The request:
The line containing "Give the outline of every instance of the suit" marks the start; return it and every line after it in the listing below, exactly, through the last.

Data listing
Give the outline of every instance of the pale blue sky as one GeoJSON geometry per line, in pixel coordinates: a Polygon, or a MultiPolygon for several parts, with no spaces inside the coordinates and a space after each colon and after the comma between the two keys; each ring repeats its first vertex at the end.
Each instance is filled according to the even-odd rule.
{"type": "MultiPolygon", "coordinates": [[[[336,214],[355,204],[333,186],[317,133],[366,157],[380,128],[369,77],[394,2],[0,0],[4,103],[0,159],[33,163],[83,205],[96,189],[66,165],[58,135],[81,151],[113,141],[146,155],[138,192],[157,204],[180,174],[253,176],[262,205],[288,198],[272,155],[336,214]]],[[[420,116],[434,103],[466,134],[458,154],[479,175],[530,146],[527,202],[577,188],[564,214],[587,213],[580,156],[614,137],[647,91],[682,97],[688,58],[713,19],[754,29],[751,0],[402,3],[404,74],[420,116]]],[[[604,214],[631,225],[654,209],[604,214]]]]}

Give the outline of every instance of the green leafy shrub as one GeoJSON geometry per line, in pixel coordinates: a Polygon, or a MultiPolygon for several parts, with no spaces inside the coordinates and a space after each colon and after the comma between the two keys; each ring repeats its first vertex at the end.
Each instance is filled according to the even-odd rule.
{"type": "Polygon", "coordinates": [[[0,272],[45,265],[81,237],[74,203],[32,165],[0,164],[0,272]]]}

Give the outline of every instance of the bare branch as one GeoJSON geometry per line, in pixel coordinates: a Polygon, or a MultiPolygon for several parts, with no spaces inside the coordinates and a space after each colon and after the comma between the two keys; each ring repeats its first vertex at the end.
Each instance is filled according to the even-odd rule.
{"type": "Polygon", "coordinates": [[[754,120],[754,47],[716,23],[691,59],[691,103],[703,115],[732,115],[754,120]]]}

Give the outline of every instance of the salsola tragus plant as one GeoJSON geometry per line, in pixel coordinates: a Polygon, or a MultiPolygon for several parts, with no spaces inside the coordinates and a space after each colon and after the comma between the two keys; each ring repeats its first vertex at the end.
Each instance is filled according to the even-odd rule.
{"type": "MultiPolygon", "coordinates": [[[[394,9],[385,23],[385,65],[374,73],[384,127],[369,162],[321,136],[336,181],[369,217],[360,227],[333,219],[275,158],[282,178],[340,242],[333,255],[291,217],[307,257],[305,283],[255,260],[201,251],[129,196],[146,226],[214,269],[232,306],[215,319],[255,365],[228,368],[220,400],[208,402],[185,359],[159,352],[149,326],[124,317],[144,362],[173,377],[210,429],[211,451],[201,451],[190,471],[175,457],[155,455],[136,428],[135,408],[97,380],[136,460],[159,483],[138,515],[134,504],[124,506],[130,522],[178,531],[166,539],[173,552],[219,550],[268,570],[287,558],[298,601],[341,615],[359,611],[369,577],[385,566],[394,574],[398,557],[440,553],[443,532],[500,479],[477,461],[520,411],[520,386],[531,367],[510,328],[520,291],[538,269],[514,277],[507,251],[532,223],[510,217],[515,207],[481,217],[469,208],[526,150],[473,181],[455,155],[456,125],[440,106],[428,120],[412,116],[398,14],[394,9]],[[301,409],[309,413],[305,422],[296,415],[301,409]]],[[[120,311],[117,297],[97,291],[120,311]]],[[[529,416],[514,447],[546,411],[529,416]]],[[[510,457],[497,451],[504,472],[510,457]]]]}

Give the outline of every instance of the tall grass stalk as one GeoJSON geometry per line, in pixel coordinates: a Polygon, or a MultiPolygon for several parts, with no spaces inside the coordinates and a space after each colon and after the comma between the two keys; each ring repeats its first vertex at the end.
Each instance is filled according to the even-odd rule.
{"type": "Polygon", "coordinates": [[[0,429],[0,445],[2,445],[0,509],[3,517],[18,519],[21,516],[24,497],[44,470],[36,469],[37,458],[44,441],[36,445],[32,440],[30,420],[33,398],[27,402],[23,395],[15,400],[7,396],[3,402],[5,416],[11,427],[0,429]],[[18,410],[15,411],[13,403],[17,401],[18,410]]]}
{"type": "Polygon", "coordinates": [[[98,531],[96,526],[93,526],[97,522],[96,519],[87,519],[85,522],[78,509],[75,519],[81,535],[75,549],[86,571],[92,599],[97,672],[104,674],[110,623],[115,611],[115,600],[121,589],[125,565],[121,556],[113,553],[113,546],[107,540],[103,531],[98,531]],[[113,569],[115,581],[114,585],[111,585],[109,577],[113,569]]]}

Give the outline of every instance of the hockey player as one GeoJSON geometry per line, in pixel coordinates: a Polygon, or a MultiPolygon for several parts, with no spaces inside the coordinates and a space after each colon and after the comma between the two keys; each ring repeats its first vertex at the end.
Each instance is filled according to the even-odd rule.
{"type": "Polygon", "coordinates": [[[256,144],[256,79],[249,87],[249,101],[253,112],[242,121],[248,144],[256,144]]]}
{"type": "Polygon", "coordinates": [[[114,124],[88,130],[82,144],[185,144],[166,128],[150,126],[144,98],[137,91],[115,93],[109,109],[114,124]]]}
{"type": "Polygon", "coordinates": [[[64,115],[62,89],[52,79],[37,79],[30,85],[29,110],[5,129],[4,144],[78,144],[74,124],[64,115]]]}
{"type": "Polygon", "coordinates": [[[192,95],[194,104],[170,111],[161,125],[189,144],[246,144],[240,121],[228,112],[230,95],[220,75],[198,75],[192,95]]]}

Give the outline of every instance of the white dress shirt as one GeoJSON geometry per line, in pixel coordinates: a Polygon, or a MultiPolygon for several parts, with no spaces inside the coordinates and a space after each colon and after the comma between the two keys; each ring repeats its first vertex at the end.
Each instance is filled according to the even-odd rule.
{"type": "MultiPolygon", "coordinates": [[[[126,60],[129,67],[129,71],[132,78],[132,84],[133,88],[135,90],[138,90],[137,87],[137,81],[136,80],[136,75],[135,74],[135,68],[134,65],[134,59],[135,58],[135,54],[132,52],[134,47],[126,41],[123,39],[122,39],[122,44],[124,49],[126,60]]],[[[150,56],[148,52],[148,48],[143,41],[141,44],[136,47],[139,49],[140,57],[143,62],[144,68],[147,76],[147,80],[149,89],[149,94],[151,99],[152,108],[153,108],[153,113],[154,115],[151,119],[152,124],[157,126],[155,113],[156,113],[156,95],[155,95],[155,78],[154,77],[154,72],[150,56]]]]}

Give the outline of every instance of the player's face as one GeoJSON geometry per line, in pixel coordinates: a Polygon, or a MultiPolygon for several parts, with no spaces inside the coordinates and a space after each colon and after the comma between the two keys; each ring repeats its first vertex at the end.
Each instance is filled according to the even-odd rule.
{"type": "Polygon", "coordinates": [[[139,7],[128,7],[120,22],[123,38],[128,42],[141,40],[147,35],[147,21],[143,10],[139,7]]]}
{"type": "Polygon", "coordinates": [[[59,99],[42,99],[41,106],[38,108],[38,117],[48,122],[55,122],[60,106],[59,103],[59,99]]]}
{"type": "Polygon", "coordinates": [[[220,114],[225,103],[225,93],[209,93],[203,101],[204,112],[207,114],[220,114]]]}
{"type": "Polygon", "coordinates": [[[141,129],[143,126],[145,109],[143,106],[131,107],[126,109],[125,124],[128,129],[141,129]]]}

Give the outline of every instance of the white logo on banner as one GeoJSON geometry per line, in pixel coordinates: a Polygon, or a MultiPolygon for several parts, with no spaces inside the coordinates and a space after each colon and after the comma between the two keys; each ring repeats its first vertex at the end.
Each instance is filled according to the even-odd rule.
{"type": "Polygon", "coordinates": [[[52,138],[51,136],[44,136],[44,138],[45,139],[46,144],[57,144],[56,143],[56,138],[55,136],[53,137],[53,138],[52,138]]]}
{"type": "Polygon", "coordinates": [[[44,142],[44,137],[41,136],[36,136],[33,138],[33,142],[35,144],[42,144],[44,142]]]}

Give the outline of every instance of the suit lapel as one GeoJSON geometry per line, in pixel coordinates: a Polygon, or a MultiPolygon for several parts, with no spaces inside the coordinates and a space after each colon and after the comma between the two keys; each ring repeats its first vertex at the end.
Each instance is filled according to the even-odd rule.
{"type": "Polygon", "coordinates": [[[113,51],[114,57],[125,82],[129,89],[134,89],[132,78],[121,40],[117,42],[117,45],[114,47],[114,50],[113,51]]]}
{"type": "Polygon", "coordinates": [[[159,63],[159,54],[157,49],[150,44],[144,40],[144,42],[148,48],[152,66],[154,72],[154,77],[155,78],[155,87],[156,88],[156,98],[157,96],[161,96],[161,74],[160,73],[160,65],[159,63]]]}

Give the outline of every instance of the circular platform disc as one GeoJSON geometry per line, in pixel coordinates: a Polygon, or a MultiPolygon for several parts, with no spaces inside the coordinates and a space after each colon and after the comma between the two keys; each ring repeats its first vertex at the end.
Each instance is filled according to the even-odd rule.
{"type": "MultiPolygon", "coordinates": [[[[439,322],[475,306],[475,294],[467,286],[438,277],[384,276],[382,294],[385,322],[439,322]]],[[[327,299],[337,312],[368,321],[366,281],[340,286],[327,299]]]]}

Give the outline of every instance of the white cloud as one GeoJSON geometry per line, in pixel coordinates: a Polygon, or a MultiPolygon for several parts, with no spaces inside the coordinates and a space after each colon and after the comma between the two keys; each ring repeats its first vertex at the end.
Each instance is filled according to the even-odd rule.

Result for this exercise:
Give the outline of every instance of the suit lapel as one GeoJSON geometry per line, in pixel coordinates: a Polygon, or a MultiPolygon for several parts, with no spaces inside the coordinates and a space after each colon and after the comma between the two keys; each ring repeats its first vertex at the end.
Each instance is filled according to the even-odd rule.
{"type": "Polygon", "coordinates": [[[113,51],[114,57],[125,82],[129,89],[134,89],[132,78],[121,40],[117,42],[117,45],[114,47],[114,50],[113,51]]]}
{"type": "Polygon", "coordinates": [[[159,63],[159,54],[157,49],[150,44],[144,40],[144,42],[148,48],[152,66],[154,72],[154,77],[155,78],[155,87],[156,88],[156,98],[157,96],[161,96],[161,74],[160,73],[160,65],[159,63]]]}

Give the outline of every instance of the circular platform disc as one GeoJSON geometry per line, in pixel coordinates: a Polygon, or a MultiPolygon for several parts, with no spaces inside the coordinates and a space after each colon and after the comma between the two keys; each ring repeats its first vertex at the end.
Each instance is filled according to the even-odd rule.
{"type": "MultiPolygon", "coordinates": [[[[439,322],[475,306],[475,294],[467,286],[438,277],[384,276],[382,294],[385,322],[439,322]]],[[[327,299],[337,312],[368,321],[366,281],[340,286],[327,299]]]]}

Give the outline of every instance of the white cloud as one GeoJSON geometry per line, in pixel coordinates: a Polygon, or a MultiPolygon for several parts, with no spaces inside the coordinates and a space after each colon and after the comma between the two keys; each ring repeats its first vertex at the end.
Each instance is filled according to the even-odd rule.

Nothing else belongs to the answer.